▸ SHORT TASK:
Transcribe each of the following rows word for word, with no changes.
⟨
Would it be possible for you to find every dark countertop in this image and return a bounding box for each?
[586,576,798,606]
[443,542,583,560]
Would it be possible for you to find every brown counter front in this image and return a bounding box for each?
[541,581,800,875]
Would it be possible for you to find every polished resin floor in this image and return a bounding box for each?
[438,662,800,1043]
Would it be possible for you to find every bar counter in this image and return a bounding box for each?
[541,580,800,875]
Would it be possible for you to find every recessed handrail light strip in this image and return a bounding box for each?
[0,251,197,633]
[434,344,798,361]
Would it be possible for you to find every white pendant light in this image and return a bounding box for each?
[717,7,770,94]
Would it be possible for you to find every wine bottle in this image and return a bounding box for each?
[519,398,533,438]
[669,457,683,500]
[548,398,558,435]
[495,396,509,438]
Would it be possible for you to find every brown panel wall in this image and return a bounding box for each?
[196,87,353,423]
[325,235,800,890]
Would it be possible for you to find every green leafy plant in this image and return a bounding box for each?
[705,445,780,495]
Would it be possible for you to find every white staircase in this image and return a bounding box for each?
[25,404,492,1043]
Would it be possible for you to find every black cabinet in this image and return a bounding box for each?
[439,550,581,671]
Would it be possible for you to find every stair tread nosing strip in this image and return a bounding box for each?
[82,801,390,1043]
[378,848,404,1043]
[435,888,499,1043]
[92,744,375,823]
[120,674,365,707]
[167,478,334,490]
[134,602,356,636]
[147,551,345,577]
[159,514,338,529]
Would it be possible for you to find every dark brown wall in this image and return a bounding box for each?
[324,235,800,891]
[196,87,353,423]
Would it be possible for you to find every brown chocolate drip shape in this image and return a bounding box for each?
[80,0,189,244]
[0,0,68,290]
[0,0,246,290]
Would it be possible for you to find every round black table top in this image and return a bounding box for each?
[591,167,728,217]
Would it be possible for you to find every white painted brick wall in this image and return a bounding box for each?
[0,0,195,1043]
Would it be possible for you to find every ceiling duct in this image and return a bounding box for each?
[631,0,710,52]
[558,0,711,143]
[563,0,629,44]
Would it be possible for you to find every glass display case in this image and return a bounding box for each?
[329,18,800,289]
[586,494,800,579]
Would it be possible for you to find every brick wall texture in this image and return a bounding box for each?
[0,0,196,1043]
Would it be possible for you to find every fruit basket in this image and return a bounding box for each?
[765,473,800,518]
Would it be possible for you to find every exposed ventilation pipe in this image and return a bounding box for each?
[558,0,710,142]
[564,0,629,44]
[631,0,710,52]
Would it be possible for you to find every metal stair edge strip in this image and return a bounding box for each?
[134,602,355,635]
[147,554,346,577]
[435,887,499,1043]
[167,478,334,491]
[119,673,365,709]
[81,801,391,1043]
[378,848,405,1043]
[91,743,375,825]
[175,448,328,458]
⟩
▸ TASK RESPONSE:
Would it be possible for you to find every dark countertop in this image and return a bounding box for each?
[586,576,798,606]
[443,542,583,560]
Would it be possible for you to find every brown counter front in this image and return a bounding box for each?
[541,581,800,875]
Would it be possible for you to find every polished resin floor in this image and return a bounding box for each?
[438,662,800,1043]
Would it be possible for you to find every bar counter in this image and return a bounding box for each?
[541,580,800,875]
Would it be possible for you to find every recessed handrail light strip in this image and return a bounding box for each?
[0,251,197,633]
[434,344,798,361]
Would it be possible for you to find every white pendant light in this image and return a bounding box for each?
[717,7,770,94]
Would it be possible for you to find every wine bottle in this image and return a bounding box for each?
[519,398,533,438]
[669,457,683,500]
[548,398,558,435]
[495,396,509,438]
Would it be possible for you to find every brown panel wall in this image and return a bounding box for each?
[196,87,353,423]
[325,235,800,890]
Would it be possible for you to find every green leafy plant in this image and return a bounding box for each?
[705,445,780,495]
Would it be possible for you to find every white staircase in this image and return a bounding box for each?
[25,404,492,1043]
Would it be possible for you to find every black cabinet in this image and return a bounding box for each?
[439,550,581,671]
Would it be possible for you to find every stair tread nosing strip in this image and return a bounding box for each?
[82,801,390,1043]
[378,848,404,1043]
[435,888,499,1043]
[92,744,375,823]
[120,674,365,707]
[167,478,334,490]
[134,602,356,636]
[147,551,345,577]
[159,514,338,529]
Would it be possible for you to find every dark brown wall in this image and return a bounding box for each?
[324,235,800,891]
[196,87,353,423]
Would it be possible for you to find every brown chocolate drip shape in this image and return a bounding box for each?
[80,0,189,244]
[0,0,68,290]
[0,0,246,290]
Would it be possible for you to find every round black table top in this image and return a bounding box for each?
[591,167,728,217]
Would it be possible for you to find every white painted brick wall in this image and return a bounding box for each?
[0,0,195,1043]
Would it be possible for you to find every ceiling duct in this image and return a bounding box for each?
[631,0,710,52]
[558,0,711,143]
[563,0,629,44]
Would it be possible for you to find every glass display case in this image and return a bounding box for each?
[329,18,800,289]
[586,494,800,579]
Would it be possible for you to find every brick wall texture in this image and return a bounding box for each?
[0,0,196,1043]
Would it be possible for you to find every fruit basket in this image and return a bounding box for each?
[765,473,800,518]
Would it be possible for you to find every exposed ventilation pipe in this image and return a bounding box for each?
[558,0,710,142]
[564,0,629,44]
[631,0,710,52]
Would it be possible for you to find every metal stair edge strip in this image and return a bounding box for each?
[134,602,355,635]
[147,554,346,577]
[435,887,499,1043]
[167,478,334,491]
[119,673,365,709]
[81,801,391,1043]
[378,848,405,1043]
[91,743,375,825]
[175,448,328,458]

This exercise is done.